Translate this sentence from the text below about unions into Spanish: "And the history of the drop in support for unions in the public mind was not some gradual process."

**Passage shown**
● ● ● ●
Nathan Newman wrote:
>If they are as bad as you make them out to be, then is the rightwing
>correct
>in their arguments over many decades that unions made unorganized workers
>lives worse off?
-How does your conclusion follow from the critique? The result of -corruption and narrow self-interest is exactly what we see: density -heading towards 0%, and a public image for union leadership that's -worse than that of lawyers.
No, the term "self-interested" implies that union actions have been designed to benefit themselves at the expense of others, the standard conservative critique of unions. Your argument around single payer was that unions deliberately walked away from the possibility of covering non-union workers (i.e. single payer) in order to serve their own self-interest. In fact, unions spend a lot of money and energy lobbying for a range of policies, from minimum wage to Medicaid to health and safety standards that, arguably, have undermined their self-interest as bureaucratic organizations, since it has provided alternative protections for workers rights outside of joining unions.
And the history of the drop in support for unions in the public mind was not some gradual process. It was tied to the rightwing attack on unions by the McClellan Committee in 57 and 58, with pro-union sentiment dropping from 76% before the hearings to just 50% afterwards. The destruction of union support with the rhetoric of "corruption" was a deliberate and successful campaign by the rightwing to destroy the union movement. You can argue that the failures of the labor movement left them open to the attack, but then you are accepting that the success of every other rightwing smear from McCarthyism to post-911 attacks on civil liberties won on its merits.
● ● ● ●
**Supplied records**

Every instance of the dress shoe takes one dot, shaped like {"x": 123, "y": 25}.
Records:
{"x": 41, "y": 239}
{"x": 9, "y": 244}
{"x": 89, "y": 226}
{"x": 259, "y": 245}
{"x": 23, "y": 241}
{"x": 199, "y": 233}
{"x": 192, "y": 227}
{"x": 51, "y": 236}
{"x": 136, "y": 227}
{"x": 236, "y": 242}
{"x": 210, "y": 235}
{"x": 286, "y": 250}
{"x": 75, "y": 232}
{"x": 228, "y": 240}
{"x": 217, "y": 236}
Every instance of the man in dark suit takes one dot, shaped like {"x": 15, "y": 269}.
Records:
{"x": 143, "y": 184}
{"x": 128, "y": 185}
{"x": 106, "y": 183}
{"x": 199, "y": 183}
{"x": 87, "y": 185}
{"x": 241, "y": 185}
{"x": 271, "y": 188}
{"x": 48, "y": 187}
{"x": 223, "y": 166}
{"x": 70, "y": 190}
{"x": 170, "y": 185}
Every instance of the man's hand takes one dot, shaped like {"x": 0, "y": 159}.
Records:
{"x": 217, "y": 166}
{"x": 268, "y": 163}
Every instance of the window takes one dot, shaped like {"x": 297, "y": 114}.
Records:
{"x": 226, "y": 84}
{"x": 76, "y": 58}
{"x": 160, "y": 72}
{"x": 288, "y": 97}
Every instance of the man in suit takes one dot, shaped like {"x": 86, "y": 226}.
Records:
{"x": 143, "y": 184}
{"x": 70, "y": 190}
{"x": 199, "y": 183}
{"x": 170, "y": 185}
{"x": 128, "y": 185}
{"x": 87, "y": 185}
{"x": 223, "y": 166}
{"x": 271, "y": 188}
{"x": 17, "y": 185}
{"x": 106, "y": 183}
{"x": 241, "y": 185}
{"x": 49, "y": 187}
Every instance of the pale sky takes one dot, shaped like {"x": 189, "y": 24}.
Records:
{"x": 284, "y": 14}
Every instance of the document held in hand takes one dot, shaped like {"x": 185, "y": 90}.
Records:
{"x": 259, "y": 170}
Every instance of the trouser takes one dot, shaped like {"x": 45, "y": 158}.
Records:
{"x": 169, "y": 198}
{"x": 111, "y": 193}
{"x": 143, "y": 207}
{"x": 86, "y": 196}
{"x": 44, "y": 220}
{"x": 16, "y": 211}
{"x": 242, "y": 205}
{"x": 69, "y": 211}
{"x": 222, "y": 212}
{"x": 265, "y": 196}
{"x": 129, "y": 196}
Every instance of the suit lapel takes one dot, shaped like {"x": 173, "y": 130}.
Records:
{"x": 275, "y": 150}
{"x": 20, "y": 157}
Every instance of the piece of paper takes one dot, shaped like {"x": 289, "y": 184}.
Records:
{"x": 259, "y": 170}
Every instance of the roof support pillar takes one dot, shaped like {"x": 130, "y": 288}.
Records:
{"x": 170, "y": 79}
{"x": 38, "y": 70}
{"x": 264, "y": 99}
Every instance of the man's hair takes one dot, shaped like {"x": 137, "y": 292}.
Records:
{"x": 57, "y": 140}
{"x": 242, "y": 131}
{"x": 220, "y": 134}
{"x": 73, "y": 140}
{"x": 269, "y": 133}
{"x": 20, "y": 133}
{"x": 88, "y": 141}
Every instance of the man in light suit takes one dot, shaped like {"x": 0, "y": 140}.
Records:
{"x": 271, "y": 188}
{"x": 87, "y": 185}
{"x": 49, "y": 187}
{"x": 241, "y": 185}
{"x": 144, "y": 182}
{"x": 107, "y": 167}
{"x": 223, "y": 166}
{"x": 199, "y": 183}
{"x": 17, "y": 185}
● ● ● ●
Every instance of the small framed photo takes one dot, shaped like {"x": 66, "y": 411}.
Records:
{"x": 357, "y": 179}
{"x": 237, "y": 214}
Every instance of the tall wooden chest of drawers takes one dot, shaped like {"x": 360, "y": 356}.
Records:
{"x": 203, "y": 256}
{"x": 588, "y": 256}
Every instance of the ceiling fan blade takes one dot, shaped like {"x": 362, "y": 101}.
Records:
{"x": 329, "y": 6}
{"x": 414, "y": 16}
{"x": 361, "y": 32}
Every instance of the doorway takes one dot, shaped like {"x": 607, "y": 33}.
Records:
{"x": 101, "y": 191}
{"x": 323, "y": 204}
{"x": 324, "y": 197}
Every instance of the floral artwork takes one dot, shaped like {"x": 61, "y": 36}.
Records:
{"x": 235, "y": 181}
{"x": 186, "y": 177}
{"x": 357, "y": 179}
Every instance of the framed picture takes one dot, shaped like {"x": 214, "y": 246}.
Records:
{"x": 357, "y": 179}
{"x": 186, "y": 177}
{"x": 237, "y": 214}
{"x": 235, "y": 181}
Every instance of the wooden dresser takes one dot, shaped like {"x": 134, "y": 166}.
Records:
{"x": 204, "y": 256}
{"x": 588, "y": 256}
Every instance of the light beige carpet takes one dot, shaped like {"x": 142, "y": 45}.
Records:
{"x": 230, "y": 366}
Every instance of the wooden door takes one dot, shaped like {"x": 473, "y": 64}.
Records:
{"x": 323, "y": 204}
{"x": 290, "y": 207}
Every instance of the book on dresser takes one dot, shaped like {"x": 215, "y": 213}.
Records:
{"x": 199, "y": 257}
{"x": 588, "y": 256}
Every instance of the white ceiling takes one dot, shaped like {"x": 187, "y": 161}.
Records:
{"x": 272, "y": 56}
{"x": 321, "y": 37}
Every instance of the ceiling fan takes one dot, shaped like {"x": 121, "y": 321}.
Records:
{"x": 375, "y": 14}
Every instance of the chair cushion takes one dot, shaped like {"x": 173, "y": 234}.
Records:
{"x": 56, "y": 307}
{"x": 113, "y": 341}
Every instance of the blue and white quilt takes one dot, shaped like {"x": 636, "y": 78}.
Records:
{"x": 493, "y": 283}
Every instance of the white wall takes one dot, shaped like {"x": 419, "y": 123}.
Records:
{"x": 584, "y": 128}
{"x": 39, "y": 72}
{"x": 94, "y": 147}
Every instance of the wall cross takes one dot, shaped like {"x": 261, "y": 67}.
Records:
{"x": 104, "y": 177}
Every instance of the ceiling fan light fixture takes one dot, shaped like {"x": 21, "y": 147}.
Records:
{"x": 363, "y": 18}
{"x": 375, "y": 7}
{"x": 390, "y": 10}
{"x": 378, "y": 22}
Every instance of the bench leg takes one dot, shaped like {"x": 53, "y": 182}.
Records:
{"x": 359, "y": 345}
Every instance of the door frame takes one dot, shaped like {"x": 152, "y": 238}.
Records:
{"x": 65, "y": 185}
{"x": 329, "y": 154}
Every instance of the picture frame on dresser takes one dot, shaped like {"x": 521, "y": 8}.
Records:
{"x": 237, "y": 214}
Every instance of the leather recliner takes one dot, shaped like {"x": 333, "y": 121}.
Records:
● ● ● ●
**Exercise output**
Y la historia de la caída del apoyo a los sindicatos en la opinión pública no fue ningún proceso gradual.